Given exercise 1: In the rows, copy out without changes everything from the line with "the white porch" up to and including the line with "x=245 y=175".

————————

Thursday 15 August 2019

CALLING JOHNSON'S BLUFF

Jonathan Lis has a nice, well argued piece for Prospect Magazine, in which he concludes Johnson's no deal Brexit strategy is just a bluff.  I agree with him. When you dismiss all the other theories, as you must, this is what you are left with. All the other possible explanations are just not plausible because of the damage to the nation, to democracy itself or most importantly to the oaf himself.  Lis also concludes that it's a miscalculation and will fail, something else I agree with.


If you're sceptical that it is a bluff, read this article which Johnson wrote for The Telegraph in 2013 as Cameron started to talk about renegotiation of our membership. In it Johnson concedes our problems have nothing to do with "Bwussels" at all, which seems ironic given that all his government's efforts are now bent to achieving a separation from "Bwussels".  He knew at the time that a referendum was coming up at some point and this is what he said six years ago:

“This renegotiation can only work if we understand clearly what we want to achieve: a pared down relationship based on free trade and cooperation. And our partners will only take us seriously if they think we will invoke Article 50, and pull out, if we fail to get what we want. If we are going to have any chance of success in the negotiations, we need to show that the UK is willing to walk away.” 

Of course we now know we held that referendum, voted to leave and we did invoke Article 50. Did this force the EU to give us 'what we want'?  No. That threat can't be used any more, so he has gone to the next level. We'll leave with no deal, unless we 'get what we want'.  And note, at the end he does not say we must be willing to walk away, he says we need to show it - a big difference.  This is what he is now doing - but he never intends to go through with it.

The whole strategy is a deception designed to make the EU seriously think we will pull out without a deal. We won't.

Incidentally, a report in The Telegraph, written to support his 2013 article, has this section which might have you spluttering this morning:

"He [Johnson] says that he has asked his economic adviser to 'blow away the froth and give people the facts' on the pros and cons of membership". 

This is the man, an acknowledged liar, fundamentally and congenitally dishonest, later admonished by the head of UK Statistics authority in 2016 for the wildly misleading £350 million a week claim.

Survation published a poll yesterday on current voting intentions (the Tories have a 4% lead which should cause a bit of introspection in the Corbyn household, but probably won't). The poll also has some important Brexit related stuff as well. In contrast to ComRes for The Telegraph the other day, Survation find support for a no deal Brexit at just 19%!  Not quite the 54% majority as The Telegraph headline suggested.

The really interesting figure is on voting intentions in a second referendum, 55% now favour remaining in the EU and 45% want to leave. This is almost certainly the reason why The Telegraph's pollsters didn't ask the question or didn't publish the answer if they did.

It's interesting also because it came out on the day that an academic analysis for John Danzig by professor Adrian Low at Staffordshire University appeared. Professor Low looked at nearly 200 polls since the 2017 election of which 98% show a majority in favour of remaining in the EU. The analysis predicts the current position is.....55% remain and 45% leave, exactly as the Survation poll finds.

What does all this say?  Johnson is pursuing a version of Brexit that just one in five voters support and only 45% support Brexit in any form at all.  This is why Brexit must ultimately fail.

————————

Given exercise 2:
Answer these questions from the blog post on Johnson's Brexit bluff:
(a) In what year did Johnson write the Telegraph article that the post quotes?
(b) What level of support for a no deal Brexit did the Survation poll find?
(c) Roughly how many polls did Professor Adrian Low look at?

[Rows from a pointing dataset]
————————

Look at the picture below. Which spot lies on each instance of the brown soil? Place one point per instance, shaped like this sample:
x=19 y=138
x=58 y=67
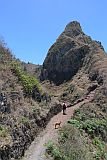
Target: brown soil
x=37 y=149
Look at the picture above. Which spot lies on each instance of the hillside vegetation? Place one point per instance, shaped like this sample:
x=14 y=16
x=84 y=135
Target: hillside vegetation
x=74 y=68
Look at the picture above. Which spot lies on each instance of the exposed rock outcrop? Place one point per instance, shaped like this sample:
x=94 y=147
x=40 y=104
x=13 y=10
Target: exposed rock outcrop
x=69 y=53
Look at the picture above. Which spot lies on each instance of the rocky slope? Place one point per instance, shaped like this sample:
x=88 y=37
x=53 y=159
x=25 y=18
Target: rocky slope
x=78 y=65
x=25 y=107
x=74 y=66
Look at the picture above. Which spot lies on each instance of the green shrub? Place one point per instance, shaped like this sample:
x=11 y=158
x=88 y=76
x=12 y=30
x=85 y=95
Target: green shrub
x=53 y=150
x=24 y=120
x=28 y=82
x=3 y=131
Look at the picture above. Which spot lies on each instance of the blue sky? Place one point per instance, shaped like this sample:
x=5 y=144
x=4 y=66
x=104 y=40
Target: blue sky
x=30 y=27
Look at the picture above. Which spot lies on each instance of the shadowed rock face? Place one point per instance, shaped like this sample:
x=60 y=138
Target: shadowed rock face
x=66 y=56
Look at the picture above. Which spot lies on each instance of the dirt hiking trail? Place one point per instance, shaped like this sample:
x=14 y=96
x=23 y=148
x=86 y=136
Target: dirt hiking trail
x=37 y=149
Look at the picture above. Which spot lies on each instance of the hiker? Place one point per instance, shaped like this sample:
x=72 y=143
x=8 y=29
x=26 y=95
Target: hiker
x=64 y=108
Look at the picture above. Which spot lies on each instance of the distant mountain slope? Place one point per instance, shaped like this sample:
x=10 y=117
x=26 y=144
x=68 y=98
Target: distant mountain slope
x=67 y=55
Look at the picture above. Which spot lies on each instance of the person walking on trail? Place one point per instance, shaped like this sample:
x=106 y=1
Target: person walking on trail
x=64 y=108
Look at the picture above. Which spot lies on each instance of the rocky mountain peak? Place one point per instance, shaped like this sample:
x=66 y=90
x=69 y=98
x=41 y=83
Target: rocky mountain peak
x=73 y=29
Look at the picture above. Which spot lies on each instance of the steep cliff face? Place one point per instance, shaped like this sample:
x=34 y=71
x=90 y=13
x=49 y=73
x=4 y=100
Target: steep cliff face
x=66 y=56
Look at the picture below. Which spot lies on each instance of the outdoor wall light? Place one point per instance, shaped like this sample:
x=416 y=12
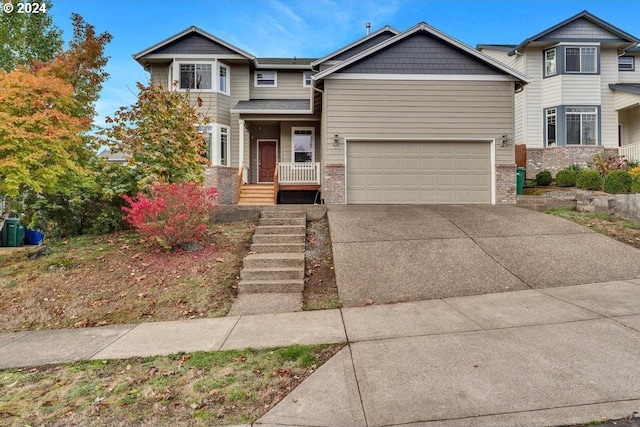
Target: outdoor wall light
x=505 y=139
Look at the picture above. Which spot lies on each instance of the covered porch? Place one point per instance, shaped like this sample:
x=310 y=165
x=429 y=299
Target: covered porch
x=627 y=104
x=279 y=153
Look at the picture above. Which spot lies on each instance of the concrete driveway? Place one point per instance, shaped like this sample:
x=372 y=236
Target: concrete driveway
x=400 y=253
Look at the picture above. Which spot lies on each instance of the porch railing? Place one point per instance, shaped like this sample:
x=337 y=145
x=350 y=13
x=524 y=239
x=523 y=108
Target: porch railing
x=299 y=173
x=631 y=152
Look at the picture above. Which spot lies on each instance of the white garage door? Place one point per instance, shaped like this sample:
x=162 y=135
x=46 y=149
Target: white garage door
x=418 y=172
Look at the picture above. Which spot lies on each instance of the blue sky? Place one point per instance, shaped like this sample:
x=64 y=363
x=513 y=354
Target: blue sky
x=311 y=28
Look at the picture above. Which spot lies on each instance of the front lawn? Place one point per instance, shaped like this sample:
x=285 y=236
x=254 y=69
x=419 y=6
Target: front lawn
x=93 y=281
x=197 y=389
x=622 y=230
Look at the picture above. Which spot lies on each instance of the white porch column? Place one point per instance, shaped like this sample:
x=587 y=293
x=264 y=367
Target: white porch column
x=245 y=175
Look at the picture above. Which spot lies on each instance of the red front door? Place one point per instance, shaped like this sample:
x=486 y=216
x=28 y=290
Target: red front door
x=266 y=160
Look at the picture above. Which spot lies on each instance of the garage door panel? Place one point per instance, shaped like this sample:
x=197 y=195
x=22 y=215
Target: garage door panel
x=418 y=172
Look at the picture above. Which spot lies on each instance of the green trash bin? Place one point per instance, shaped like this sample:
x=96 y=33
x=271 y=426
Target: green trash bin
x=521 y=173
x=12 y=233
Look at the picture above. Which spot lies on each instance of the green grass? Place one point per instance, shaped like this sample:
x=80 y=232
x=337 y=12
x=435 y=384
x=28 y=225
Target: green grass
x=198 y=389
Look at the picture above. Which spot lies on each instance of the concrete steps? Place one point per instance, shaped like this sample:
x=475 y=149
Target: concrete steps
x=257 y=194
x=272 y=278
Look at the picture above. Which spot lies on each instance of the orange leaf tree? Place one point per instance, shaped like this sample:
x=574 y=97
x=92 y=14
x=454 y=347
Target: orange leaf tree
x=160 y=133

————————

Complete output 1:
Look at the picture above. Which spot lies on each instance of the white porch column? Place one point per instance, shaped like this sample:
x=587 y=293
x=264 y=367
Target: white porch column
x=245 y=175

Complete output 2:
(a) 2013
(b) 19%
(c) Nearly 200 polls since the 2017 election